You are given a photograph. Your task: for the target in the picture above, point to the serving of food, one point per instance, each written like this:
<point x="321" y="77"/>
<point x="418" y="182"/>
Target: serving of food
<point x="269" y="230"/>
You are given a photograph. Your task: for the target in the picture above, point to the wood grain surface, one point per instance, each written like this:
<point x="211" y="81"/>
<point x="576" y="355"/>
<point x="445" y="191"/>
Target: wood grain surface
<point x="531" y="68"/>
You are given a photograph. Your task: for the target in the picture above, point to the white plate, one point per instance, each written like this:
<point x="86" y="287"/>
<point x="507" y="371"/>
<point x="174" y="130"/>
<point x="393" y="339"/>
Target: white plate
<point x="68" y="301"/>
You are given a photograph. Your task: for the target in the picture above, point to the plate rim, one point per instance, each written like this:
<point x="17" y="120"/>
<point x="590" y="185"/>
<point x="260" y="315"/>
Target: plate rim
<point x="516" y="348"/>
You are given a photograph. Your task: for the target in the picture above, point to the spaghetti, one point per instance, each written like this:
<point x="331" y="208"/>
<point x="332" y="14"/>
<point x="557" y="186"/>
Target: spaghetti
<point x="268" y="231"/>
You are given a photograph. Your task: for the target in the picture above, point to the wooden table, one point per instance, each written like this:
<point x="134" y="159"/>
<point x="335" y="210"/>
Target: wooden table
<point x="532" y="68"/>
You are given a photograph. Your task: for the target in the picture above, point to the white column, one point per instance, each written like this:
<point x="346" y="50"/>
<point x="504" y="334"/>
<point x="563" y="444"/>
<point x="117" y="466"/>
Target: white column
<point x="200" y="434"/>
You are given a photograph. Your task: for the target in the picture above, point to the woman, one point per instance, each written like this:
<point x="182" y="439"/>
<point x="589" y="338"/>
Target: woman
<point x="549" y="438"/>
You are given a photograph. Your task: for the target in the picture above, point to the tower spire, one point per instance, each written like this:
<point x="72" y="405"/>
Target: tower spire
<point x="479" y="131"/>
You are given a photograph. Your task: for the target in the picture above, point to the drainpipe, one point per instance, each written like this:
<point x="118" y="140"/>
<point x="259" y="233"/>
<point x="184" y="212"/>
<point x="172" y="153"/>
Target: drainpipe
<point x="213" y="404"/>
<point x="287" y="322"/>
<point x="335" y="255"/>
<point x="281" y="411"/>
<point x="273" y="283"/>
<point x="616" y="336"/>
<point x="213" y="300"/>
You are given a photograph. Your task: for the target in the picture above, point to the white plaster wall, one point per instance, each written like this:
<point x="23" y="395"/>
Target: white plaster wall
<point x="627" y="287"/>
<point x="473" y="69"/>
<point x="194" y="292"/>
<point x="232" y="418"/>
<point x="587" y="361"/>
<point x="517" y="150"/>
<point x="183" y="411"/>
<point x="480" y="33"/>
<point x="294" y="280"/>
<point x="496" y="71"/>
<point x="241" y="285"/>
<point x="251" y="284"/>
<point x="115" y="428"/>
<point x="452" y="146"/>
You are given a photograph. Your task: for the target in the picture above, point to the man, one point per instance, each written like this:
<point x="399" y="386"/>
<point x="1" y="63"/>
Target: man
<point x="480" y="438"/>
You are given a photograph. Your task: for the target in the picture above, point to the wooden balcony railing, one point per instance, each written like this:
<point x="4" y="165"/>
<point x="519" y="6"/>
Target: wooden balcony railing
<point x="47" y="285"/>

- **Work item**: Copy out the records above exactly and completely.

- **Response to the exercise**:
You are given a photograph. Your task: for the target in the picture above, point to the serving of food, one point per instance, each written like this:
<point x="321" y="77"/>
<point x="418" y="182"/>
Target: serving of food
<point x="269" y="230"/>
You are given a photograph. Your task: for the target in the picture above, point to the wood grain surface, one point per instance, each written like this:
<point x="211" y="81"/>
<point x="576" y="355"/>
<point x="445" y="191"/>
Target: wood grain surface
<point x="531" y="68"/>
You are given a photograph. Your task: for the target in the picture above, point to the white plate, one point per instance, each written like this:
<point x="86" y="287"/>
<point x="507" y="371"/>
<point x="174" y="130"/>
<point x="393" y="339"/>
Target: white plate
<point x="68" y="301"/>
You are given a photograph. Your task: for the target in the picture above, point to the plate rim, one point per instance, each written like this:
<point x="17" y="120"/>
<point x="590" y="185"/>
<point x="260" y="315"/>
Target: plate rim
<point x="516" y="348"/>
You are given a photograph. Your task: for the target in the picture above, point to the spaghetti, one point per instance, each written like this:
<point x="331" y="208"/>
<point x="332" y="14"/>
<point x="557" y="186"/>
Target: spaghetti
<point x="268" y="231"/>
You are given a photograph. Your task: for the target in the picture above, point to the wooden table, one point per instance, each written like this:
<point x="134" y="159"/>
<point x="335" y="210"/>
Target: wooden table
<point x="532" y="68"/>
You are given a photograph. Your task: for the target in the picture above, point to the white column, one point per instance, each written like this:
<point x="346" y="50"/>
<point x="504" y="334"/>
<point x="563" y="444"/>
<point x="117" y="466"/>
Target: white column
<point x="200" y="434"/>
You are given a photograph. Your task: for the target in the picture above, point to the woman, one point per instance, each written like this:
<point x="182" y="439"/>
<point x="589" y="338"/>
Target: woman
<point x="549" y="438"/>
You are given a photograph. Your task: for the target in the picture above, point to the tower spire, one point per instance, each written like this:
<point x="72" y="405"/>
Target: tower spire
<point x="479" y="131"/>
You are given a photograph. Your task: for the target in the picture above, point to the drainpipe, one point per instance, each written like this:
<point x="118" y="140"/>
<point x="259" y="233"/>
<point x="184" y="212"/>
<point x="172" y="153"/>
Target: drainpipe
<point x="213" y="404"/>
<point x="287" y="322"/>
<point x="335" y="255"/>
<point x="281" y="411"/>
<point x="273" y="283"/>
<point x="616" y="336"/>
<point x="213" y="300"/>
You are given a photograph. Your task: for the target in the picture above, point to the white plaster wall, one point per instance, each written like this:
<point x="23" y="395"/>
Target: white plaster wall
<point x="627" y="287"/>
<point x="473" y="69"/>
<point x="194" y="292"/>
<point x="232" y="418"/>
<point x="587" y="361"/>
<point x="517" y="150"/>
<point x="183" y="411"/>
<point x="480" y="33"/>
<point x="294" y="280"/>
<point x="496" y="71"/>
<point x="241" y="285"/>
<point x="251" y="284"/>
<point x="115" y="428"/>
<point x="452" y="146"/>
You are given a photograph. Your task: for the target in the picture above, point to the man, one point per instance, each written like this:
<point x="399" y="386"/>
<point x="1" y="63"/>
Target: man
<point x="480" y="438"/>
You are given a photograph. Your task: for the target in the picture above, point to the wooden balcony railing, one point per instance, each written like this:
<point x="4" y="165"/>
<point x="519" y="6"/>
Target: wooden balcony railing
<point x="47" y="285"/>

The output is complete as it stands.